# start of Document text

[Mesa-stable] [PATCH] gk104/ir: simplify and fool-proof texbar algorithm
Ilia Mirkin
imirkin at alum.mit.edu
Thu Dec 10 16:54:52 PST 2015
With the current algorithm, we only look at tex uses. However there's a
write-after-write hazard where we might decide to, on some path, not use
a texture's output at all, but instead to write a different value to
that register. However without the barrier, the texture might complete
later and overwrite that value.
This fixes Unreal Elemental demo on GK110/GK208, flightgear on GK10x,
and likely other random-looking failures.
Signed-off-by: Ilia Mirkin <imirkin at alum.mit.edu>
Cc: "11.1" <mesa-stable at lists.freedesktop.org>
---
.../nouveau/codegen/nv50_ir_lowering_nvc0.cpp | 123 ++++++++-------------
.../nouveau/codegen/nv50_ir_lowering_nvc0.h | 10 +-
2 files changed, 50 insertions(+), 83 deletions(-)
diff --git a/src/gallium/drivers/nouveau/codegen/nv50_ir_lowering_nvc0.cpp b/src/gallium/drivers/nouveau/codegen/nv50_ir_lowering_nvc0.cpp
index 7600a32..58d1934 100644
--- a/src/gallium/drivers/nouveau/codegen/nv50_ir_lowering_nvc0.cpp
+++ b/src/gallium/drivers/nouveau/codegen/nv50_ir_lowering_nvc0.cpp
@@ -186,91 +186,61 @@ NVC0LegalizePostRA::addTexUse(std::list<TexUse> &uses,
uses.push_back(TexUse(usei, texi));
}
+// While it might be tempting to use the an algorithm that just looks at tex
+// uses, not all texture results are guaranteed to be used on all paths. In
+// the case where along some control flow path a texture result is never used,
+// we might reuse that register for something else, creating a
+// write-after-write hazard. So we have to manually look through all
+// instructions looking for ones that reference the registers in question.
void
-NVC0LegalizePostRA::findOverwritingDefs(const Instruction *texi,
- Instruction *insn,
- const BasicBlock *term,
- std::list<TexUse> &uses)
+NVC0LegalizePostRA::findFirstUses(
+ Instruction *texi, std::list<TexUse> &uses)
{
- while (insn->op == OP_MOV && insn->getDef(0)->equals(insn->getSrc(0)))
- insn = insn->getSrc(0)->getUniqueInsn();
-
- // NOTE: the tex itself is, of course, not an overwriting definition
- if (insn == texi || !insn->bb->reachableBy(texi->bb, term))
- return;
+ int minGPR = texi->def(0).rep()->reg.data.id;
+ int maxGPR = minGPR + texi->def(0).rep()->reg.size / 4 - 1;
- switch (insn->op) {
- /* Values not connected to the tex's definition through any of these should
- * not be conflicting.

# end of Document text
# start of Information provided

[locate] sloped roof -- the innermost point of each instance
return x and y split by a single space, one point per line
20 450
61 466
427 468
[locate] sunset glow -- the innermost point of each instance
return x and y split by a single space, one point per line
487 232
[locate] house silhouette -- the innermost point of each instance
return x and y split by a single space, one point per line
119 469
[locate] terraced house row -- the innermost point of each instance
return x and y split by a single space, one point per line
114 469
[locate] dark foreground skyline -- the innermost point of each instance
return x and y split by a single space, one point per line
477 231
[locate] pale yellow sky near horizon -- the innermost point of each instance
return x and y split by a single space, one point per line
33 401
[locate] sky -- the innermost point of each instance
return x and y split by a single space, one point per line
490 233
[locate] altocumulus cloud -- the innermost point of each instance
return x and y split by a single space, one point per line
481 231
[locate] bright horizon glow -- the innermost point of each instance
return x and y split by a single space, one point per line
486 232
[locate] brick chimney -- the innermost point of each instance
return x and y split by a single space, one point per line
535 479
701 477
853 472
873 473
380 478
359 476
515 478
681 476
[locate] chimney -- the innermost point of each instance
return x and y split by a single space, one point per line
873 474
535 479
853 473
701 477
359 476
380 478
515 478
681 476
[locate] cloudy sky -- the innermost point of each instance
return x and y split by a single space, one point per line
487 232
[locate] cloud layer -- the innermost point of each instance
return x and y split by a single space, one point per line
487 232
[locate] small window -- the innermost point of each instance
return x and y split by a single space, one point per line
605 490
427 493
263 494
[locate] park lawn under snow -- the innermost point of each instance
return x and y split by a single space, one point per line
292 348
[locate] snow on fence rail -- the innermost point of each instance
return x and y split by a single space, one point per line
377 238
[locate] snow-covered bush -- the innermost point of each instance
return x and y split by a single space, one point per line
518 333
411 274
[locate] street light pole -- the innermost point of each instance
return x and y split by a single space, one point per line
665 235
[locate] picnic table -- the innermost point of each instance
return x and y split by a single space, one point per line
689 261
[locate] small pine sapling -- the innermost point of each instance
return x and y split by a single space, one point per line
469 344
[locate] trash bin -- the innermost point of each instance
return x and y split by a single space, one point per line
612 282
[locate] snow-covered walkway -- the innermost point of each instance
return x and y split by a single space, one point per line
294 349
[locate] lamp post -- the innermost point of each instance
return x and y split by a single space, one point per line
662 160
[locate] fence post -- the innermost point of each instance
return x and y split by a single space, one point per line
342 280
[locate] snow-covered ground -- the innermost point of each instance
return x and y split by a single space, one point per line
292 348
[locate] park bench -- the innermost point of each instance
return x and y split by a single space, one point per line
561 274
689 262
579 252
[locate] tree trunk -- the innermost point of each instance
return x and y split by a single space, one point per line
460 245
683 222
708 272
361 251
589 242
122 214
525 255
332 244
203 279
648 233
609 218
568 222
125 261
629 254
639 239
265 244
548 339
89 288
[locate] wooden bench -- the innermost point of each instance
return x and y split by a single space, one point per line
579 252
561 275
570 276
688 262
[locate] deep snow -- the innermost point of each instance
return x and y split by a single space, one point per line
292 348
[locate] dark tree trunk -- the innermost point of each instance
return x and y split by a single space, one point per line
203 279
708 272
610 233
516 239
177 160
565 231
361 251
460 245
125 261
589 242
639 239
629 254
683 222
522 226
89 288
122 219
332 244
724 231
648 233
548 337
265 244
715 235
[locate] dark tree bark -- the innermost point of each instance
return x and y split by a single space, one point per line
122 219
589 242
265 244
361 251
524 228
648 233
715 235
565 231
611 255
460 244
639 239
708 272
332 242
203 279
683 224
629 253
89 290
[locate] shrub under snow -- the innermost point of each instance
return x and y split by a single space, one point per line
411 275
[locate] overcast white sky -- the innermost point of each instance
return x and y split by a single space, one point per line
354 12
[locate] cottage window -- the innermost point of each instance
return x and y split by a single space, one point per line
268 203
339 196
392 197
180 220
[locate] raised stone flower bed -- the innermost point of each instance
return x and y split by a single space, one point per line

# end of Information provided

→ **Short task**
Reproduce verbatim the portion of the texbar patch above that opens with the words containing "This fixes Unreal" and closes with "insertions(+), 83 deletions(-)".

→ **Written answer**
This fixes Unreal Elemental demo on GK110/GK208, flightgear on GK10x,
and likely other random-looking failures.
Signed-off-by: Ilia Mirkin <imirkin at alum.mit.edu>
Cc: "11.1" <mesa-stable at lists.freedesktop.org>
---
.../nouveau/codegen/nv50_ir_lowering_nvc0.cpp | 123 ++++++++-------------
.../nouveau/codegen/nv50_ir_lowering_nvc0.h | 10 +-
2 files changed, 50 insertions(+), 83 deletions(-)